* [Texte fourni]
EFFONDREMENTS DU LIEU COMMUN

par Docteur C.

À propos de La venue des vers d’eau de Yann Tréhin, TicDeQuai, septembre 2009

 

« Malice de Kant. — Kant voulait démontrer, d’une façon qui abasourdirait « tout le monde », que « tout le monde » avait raison : — ce fut là la secrète malice de cette âme. Il écrivit contre les savants en faveur du préjugé populaire, mais il écrivit pour les savants et non pour le peuple ».

Friedrich Nietzsche, Le Gai Savoir, livre troisième, 193 (1)

Ce livre est une petite chose : vingt-quatre pages pour un tirage numéroté de vingt exemplaires, au format A5, le plus économique et le plus commun. Le fait que chaque exemplaire soit rehaussé à l’aquarelle, orné d’aplats colorés originaux de la main de l’auteur, aurait pu l’ériger au rang du livre d’artiste, s’il n’était photocopié sur un papier quelconque, s’il n’avait une couverture imprimée sur le même papier pour photocopie à faible grammage. Ce n’est qu’un fanzine, un fanzine à tout petit tirage, vendu quelques euros.

Enregistrements du jeu de données:

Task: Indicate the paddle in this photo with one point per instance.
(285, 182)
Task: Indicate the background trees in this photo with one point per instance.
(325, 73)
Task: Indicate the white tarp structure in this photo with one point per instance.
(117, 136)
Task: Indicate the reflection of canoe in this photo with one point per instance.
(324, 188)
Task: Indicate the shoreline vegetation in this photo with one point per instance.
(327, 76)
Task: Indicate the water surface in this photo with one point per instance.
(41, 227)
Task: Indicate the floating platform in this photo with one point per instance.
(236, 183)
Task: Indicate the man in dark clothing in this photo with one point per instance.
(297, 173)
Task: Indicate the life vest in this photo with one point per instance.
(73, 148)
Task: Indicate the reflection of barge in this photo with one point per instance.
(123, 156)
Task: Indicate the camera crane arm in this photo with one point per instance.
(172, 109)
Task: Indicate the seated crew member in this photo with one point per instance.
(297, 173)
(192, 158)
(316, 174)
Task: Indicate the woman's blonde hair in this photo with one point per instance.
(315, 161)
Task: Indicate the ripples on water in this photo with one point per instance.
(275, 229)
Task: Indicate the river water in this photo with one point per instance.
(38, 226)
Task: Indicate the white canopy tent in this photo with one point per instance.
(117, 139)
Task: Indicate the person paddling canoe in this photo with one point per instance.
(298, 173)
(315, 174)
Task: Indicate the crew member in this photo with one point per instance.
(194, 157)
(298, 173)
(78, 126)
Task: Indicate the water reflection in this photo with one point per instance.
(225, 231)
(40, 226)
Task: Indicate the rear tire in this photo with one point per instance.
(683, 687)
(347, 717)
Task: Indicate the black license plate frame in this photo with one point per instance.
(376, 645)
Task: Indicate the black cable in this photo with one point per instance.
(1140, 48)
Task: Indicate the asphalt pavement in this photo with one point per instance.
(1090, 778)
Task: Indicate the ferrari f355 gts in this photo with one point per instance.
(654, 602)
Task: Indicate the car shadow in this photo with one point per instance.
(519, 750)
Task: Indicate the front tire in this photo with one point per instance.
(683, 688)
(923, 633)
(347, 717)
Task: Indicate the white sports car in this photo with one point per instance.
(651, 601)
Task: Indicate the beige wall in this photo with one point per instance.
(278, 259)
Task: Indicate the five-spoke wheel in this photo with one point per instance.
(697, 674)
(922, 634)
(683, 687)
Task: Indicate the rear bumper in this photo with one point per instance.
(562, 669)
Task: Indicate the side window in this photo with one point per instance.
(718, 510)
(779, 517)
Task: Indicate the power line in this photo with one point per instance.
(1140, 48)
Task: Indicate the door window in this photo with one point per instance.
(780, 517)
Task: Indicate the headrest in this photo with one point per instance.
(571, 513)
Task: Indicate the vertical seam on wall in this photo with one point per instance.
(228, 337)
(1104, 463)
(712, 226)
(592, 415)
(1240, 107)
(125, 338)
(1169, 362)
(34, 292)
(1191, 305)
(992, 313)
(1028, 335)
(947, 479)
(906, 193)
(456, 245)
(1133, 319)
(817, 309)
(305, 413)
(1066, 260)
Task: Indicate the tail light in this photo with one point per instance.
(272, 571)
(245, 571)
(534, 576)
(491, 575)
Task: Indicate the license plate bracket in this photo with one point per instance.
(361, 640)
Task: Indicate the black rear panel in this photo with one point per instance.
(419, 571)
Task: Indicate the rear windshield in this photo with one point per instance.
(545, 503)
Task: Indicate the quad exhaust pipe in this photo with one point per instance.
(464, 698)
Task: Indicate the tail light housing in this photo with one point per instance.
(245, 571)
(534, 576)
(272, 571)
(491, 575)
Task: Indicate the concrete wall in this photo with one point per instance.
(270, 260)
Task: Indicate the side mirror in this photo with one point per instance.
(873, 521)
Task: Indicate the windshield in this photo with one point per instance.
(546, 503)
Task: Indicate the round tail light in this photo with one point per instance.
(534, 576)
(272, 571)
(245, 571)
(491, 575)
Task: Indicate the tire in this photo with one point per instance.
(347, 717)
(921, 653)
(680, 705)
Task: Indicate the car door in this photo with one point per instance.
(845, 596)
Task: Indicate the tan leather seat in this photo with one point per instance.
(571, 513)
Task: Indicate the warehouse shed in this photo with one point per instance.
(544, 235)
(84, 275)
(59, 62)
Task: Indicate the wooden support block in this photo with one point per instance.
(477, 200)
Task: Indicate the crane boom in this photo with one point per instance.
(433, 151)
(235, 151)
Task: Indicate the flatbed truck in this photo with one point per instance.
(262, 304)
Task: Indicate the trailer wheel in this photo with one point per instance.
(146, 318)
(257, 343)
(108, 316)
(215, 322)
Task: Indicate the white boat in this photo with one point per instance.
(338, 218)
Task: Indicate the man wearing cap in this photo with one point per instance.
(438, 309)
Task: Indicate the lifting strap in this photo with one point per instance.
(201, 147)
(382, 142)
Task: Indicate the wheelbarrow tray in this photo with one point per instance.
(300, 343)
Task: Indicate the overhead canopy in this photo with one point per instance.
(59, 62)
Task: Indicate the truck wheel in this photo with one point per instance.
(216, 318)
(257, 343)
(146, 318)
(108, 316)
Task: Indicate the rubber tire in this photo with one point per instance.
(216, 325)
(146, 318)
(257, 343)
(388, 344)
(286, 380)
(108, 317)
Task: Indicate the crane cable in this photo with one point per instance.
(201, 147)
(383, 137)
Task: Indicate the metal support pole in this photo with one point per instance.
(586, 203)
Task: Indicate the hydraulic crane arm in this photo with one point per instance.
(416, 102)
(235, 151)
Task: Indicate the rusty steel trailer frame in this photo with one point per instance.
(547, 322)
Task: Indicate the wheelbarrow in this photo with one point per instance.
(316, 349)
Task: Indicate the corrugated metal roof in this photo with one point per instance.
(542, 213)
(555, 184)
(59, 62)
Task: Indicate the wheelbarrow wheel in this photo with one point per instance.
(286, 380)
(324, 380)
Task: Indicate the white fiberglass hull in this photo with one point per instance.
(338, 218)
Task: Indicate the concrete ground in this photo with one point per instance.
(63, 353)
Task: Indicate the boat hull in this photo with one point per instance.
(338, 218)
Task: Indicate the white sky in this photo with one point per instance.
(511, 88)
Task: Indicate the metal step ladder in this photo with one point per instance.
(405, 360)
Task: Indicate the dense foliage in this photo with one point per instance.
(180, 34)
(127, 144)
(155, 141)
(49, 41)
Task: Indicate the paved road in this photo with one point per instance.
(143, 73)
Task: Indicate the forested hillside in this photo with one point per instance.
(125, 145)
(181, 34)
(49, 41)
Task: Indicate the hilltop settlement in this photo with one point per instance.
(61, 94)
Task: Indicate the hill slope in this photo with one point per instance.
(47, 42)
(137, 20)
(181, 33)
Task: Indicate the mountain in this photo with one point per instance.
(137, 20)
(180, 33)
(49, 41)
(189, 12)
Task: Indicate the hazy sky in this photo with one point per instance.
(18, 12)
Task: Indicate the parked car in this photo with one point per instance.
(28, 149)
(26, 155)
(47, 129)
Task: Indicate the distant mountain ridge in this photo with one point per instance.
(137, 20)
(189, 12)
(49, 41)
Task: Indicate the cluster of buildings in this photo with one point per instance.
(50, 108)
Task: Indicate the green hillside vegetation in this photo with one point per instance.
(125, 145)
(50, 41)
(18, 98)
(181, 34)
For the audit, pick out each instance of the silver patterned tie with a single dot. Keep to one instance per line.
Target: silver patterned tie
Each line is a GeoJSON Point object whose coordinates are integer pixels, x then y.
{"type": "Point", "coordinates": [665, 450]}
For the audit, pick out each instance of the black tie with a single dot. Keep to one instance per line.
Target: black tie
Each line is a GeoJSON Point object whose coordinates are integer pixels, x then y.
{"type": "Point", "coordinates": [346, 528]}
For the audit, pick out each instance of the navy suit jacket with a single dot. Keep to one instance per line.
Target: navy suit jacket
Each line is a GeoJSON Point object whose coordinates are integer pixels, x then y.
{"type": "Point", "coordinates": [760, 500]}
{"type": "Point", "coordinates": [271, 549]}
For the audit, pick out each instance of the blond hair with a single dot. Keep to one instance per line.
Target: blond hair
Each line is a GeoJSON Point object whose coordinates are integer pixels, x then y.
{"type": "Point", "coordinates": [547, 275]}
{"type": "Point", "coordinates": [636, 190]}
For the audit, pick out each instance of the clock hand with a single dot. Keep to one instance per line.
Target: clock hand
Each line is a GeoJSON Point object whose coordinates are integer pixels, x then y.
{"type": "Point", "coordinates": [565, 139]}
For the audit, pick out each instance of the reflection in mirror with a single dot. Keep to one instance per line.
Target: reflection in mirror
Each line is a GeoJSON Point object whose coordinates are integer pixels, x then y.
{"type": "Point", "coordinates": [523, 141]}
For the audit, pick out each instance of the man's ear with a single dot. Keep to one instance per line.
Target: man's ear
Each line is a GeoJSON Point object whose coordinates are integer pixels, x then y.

* [Énoncés]
a – Veuillez répondre à ces questions sur le texte consacré à La venue des vers d'eau :
(i) Quelle signature figure sous le titre ?
(ii) De quel ouvrage de Nietzsche la citation placée en exergue est-elle tirée ?
(iii) À combien d'exemplaires le livre est-il tiré ?
b – Poursuivez le texte consacré à La venue des vers d'eau à partir de l'endroit où il s'arrête.

* [Corrigé de l'exercice]
a –
(i) Docteur C.
(ii) Le Gai Savoir, livre troisième, 193.
(iii) Vingt exemplaires numérotés.

b –
Yann Tréhin est un auteur discret : il aura été l’un des membres du défunt collectif Stratégie Alimentaire ou Stratalim (avec Guillaume Soulatges et Jürgen Morning, de 2002 à 2007), menant parallèlement la collection Livre Sans Poche, petits fanzines distribués gratuitement et à déposer dans un lieu public après lecture, reprenant le mode de circulation non-marchand initié par les sites de bookcrossing. Yann Tréhin s’auto-publie régulièrement dans la structure TicDeQuai, sortant au moins un fanzine par an, et collabore épisodiquement à quelques revues. Il vient incidemment d’ouvrir une « cordonnerie graphique » à Paris, Chez Cochenet (2). Pourtant ce fanzine formellement quelconque d’un auteur discret sera resté présent à ma mémoire dans un flux. Je me souviens l’avoir acheté aux Musicophages, auparavant fanzinothèque de Toulouse, à l’automne 2009. J’ai entrepris par la suite l’inventaire du fonds de cette fanzinothèque et du dépôt-vente, pour sa liquidation. Le lieu changeant de dirigeants, des milliers de fanzines, un tombereau de bandes dessinées et livres graphiques, sont passés et ont disparu par-là sous mes yeux. Et cette Venue des vers d’eau a surnagé dans cette masse, est demeurée comme d’une certaine importance dans ce flux. Pourquoi ce livre a-t-il surnagé et pourquoi surnage-t-il toujours ?

Noyades urbaines

Dans la couverture flotte une multitude de cœurs animaux qui s’embrassent de leurs langues de serpent, s’agglutinent ou s’entre-dévorent. Des sexes, des corps de chiens, des vers qui entrent et sortent et rongent leurs trous, les chimères prolifèrent dans un élément aqueux. Cet espace de la couverture est une intériorité car ce sont deux yeux dessillés qui contemplent hagards les mutations des créatures fantastiques.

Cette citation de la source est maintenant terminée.